[START OF LISTED ENTRIES]

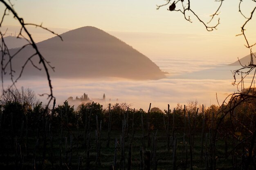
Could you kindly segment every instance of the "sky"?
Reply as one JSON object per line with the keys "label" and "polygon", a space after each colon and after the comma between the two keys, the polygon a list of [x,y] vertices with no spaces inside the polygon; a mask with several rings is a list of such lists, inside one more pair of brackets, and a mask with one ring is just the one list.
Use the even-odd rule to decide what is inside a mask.
{"label": "sky", "polygon": [[[200,51],[200,54],[197,55],[203,57],[236,59],[247,55],[248,51],[243,45],[243,38],[236,36],[240,33],[245,19],[238,12],[239,1],[224,1],[220,13],[212,24],[216,23],[219,17],[220,24],[218,30],[211,32],[191,13],[188,15],[191,16],[192,23],[186,20],[180,13],[167,11],[168,6],[156,10],[157,4],[166,3],[162,0],[11,2],[25,22],[42,23],[59,33],[86,26],[95,26],[111,33],[149,57],[168,56],[171,51],[175,56],[191,57]],[[247,16],[255,6],[255,2],[248,2],[250,1],[243,2],[241,5]],[[206,22],[219,4],[214,0],[194,0],[191,3],[191,9]],[[3,11],[2,5],[0,7]],[[255,21],[254,18],[247,27],[248,39],[252,43],[256,42]],[[8,26],[11,30],[10,26],[18,23],[10,15],[3,25]],[[12,32],[14,34],[15,31]],[[40,41],[51,36],[52,35],[44,32],[34,34],[34,37]]]}
{"label": "sky", "polygon": [[[242,3],[241,9],[246,16],[250,15],[255,6],[256,2],[250,1],[244,1]],[[220,69],[213,68],[234,62],[238,57],[243,57],[249,53],[244,45],[243,37],[236,36],[240,33],[241,26],[246,20],[238,12],[239,0],[223,2],[220,13],[212,24],[216,23],[219,17],[220,24],[218,29],[210,32],[191,13],[189,15],[192,23],[186,20],[180,13],[167,11],[168,6],[157,10],[157,4],[166,3],[162,0],[11,2],[25,22],[42,23],[59,34],[86,26],[97,27],[132,46],[164,71],[177,75],[158,81],[118,80],[114,82],[113,80],[79,80],[74,84],[72,80],[55,80],[52,81],[54,91],[62,102],[70,95],[75,97],[84,92],[88,93],[88,91],[84,91],[85,89],[93,98],[101,97],[105,93],[107,97],[118,98],[130,103],[133,101],[135,107],[144,109],[150,102],[153,103],[153,106],[162,110],[167,103],[173,106],[178,102],[185,104],[188,100],[197,100],[209,106],[217,104],[216,93],[220,101],[222,101],[236,88],[231,85],[233,79],[229,68],[221,69],[225,72],[219,73],[218,78],[210,79],[205,73],[201,74],[202,72],[207,69],[208,72],[205,73],[215,73]],[[191,2],[191,9],[206,22],[219,4],[214,0]],[[4,9],[0,3],[0,11],[3,12]],[[246,28],[248,39],[252,43],[256,42],[256,21],[255,17],[253,18]],[[18,31],[18,24],[12,16],[7,16],[0,29],[6,30],[8,28],[7,35],[13,35]],[[38,28],[29,29],[37,42],[53,36]],[[179,78],[180,75],[183,78]],[[196,78],[190,78],[192,77]],[[42,83],[38,83],[41,81]],[[31,82],[30,87],[40,89],[38,93],[41,93],[47,89],[43,82],[45,80]],[[21,81],[21,84],[22,83],[27,84]],[[145,101],[145,98],[148,101]]]}

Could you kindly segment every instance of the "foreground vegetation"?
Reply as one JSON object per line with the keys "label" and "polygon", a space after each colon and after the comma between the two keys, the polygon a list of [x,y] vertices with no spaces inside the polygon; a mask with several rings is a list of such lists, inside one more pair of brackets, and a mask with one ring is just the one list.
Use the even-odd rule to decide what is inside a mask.
{"label": "foreground vegetation", "polygon": [[2,97],[0,169],[256,168],[254,101],[232,110],[191,102],[163,112],[93,102],[74,111],[67,102],[48,108],[29,89],[12,94]]}

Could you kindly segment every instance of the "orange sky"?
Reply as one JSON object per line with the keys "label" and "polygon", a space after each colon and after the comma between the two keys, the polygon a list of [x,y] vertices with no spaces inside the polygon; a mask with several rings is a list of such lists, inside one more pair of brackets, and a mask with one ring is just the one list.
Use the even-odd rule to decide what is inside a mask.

[END OF LISTED ENTRIES]

TASK DESCRIPTION
Print each entry shown above with exact wording and no pictures.

OUTPUT OF THE TASK
Could you kindly segment every instance of the "sky"?
Reply as one JSON object per line with the keys "label" and "polygon", a space after each colon and after the comma between the two keys, the polygon a list of [x,y] vertices with no spaces inside the polygon; a mask with several rings is a list of such lists, inside one more pair of brackets, and a mask with one ring is just the one list.
Use the even-odd rule to decide what is inside a mask.
{"label": "sky", "polygon": [[[200,51],[200,54],[197,55],[203,57],[236,59],[247,55],[248,51],[243,45],[243,38],[236,36],[240,33],[245,19],[238,12],[239,1],[224,1],[220,13],[212,24],[216,23],[219,17],[220,24],[218,30],[211,32],[191,13],[188,15],[191,16],[192,23],[186,20],[180,13],[167,11],[168,6],[156,10],[157,4],[166,3],[162,0],[11,2],[25,22],[42,23],[59,33],[86,26],[95,26],[111,33],[149,57],[168,56],[171,51],[175,56],[191,57]],[[247,16],[255,6],[255,2],[248,2],[250,1],[243,2],[241,5]],[[206,22],[219,4],[214,0],[194,0],[191,3],[191,9]],[[3,11],[2,5],[0,7]],[[255,21],[254,18],[247,27],[248,39],[252,43],[256,42]],[[8,26],[11,30],[10,26],[18,23],[10,15],[3,25]],[[12,32],[14,34],[15,31]],[[40,41],[51,36],[52,35],[44,32],[34,34],[34,37]]]}
{"label": "sky", "polygon": [[[242,3],[241,9],[246,16],[250,15],[255,6],[256,2],[250,1],[244,1]],[[220,69],[213,68],[234,62],[238,57],[243,57],[249,53],[244,45],[243,37],[236,36],[240,33],[241,26],[246,20],[238,12],[239,0],[223,2],[220,13],[212,24],[216,23],[219,17],[220,24],[218,29],[210,32],[191,13],[189,15],[192,23],[186,20],[180,13],[167,11],[168,6],[157,10],[157,4],[166,3],[162,0],[11,2],[25,22],[42,23],[59,34],[86,26],[97,27],[132,46],[164,71],[177,75],[158,81],[118,80],[114,82],[113,80],[79,80],[74,84],[72,80],[55,80],[52,81],[54,91],[62,102],[70,95],[75,97],[84,92],[88,93],[88,91],[84,91],[85,89],[93,98],[101,97],[105,93],[107,97],[118,98],[130,103],[133,101],[135,107],[144,109],[150,102],[153,103],[153,106],[162,110],[167,103],[173,106],[178,102],[185,104],[188,100],[197,100],[209,106],[217,104],[216,93],[220,101],[222,101],[236,88],[231,85],[233,79],[229,68],[221,69],[225,72],[219,73],[218,78],[210,79],[205,73],[201,74],[202,72],[207,69],[208,72],[205,73],[215,73]],[[191,2],[191,9],[206,22],[219,4],[214,0]],[[4,9],[0,3],[0,11],[3,12]],[[246,28],[248,39],[252,43],[256,42],[256,21],[255,17],[253,18]],[[18,31],[18,24],[12,16],[7,16],[0,29],[6,30],[8,28],[7,35],[13,35]],[[38,28],[29,29],[37,42],[53,36]],[[179,78],[180,75],[183,78]],[[196,78],[190,78],[192,77]],[[42,83],[38,83],[41,81]],[[31,82],[30,87],[40,89],[38,93],[41,93],[47,89],[43,82],[45,80]],[[21,81],[21,84],[22,83],[27,84]],[[145,101],[145,98],[148,101]]]}

Could you kindly segment every instance of the "foreground vegetation"?
Reply as one JSON object per line with the keys "label" and "polygon", a space after each colon and after the comma between the two keys, the polygon a list of [x,y] vertices with no spaces inside the polygon; a mask with several rings is a list of such lists, inside one more pair of brackets, and a mask with one ring is just the one list.
Use the even-odd rule to decide what is inside a mask.
{"label": "foreground vegetation", "polygon": [[2,97],[0,169],[256,168],[254,101],[232,110],[191,102],[163,112],[93,102],[74,111],[67,102],[48,108],[29,89],[12,94]]}

Could you kindly segment every instance of the "orange sky"?
Reply as one JSON object per line with the keys "label" and "polygon", a space after each colon and after the comma between the two keys, the polygon a list of [x,y] vertices with no spaces inside the polygon; a mask with several rings is a list of such lists, inside one more pair of brackets, and a mask with one ring is just the one list.
Use the even-odd rule to decide what is inside a mask.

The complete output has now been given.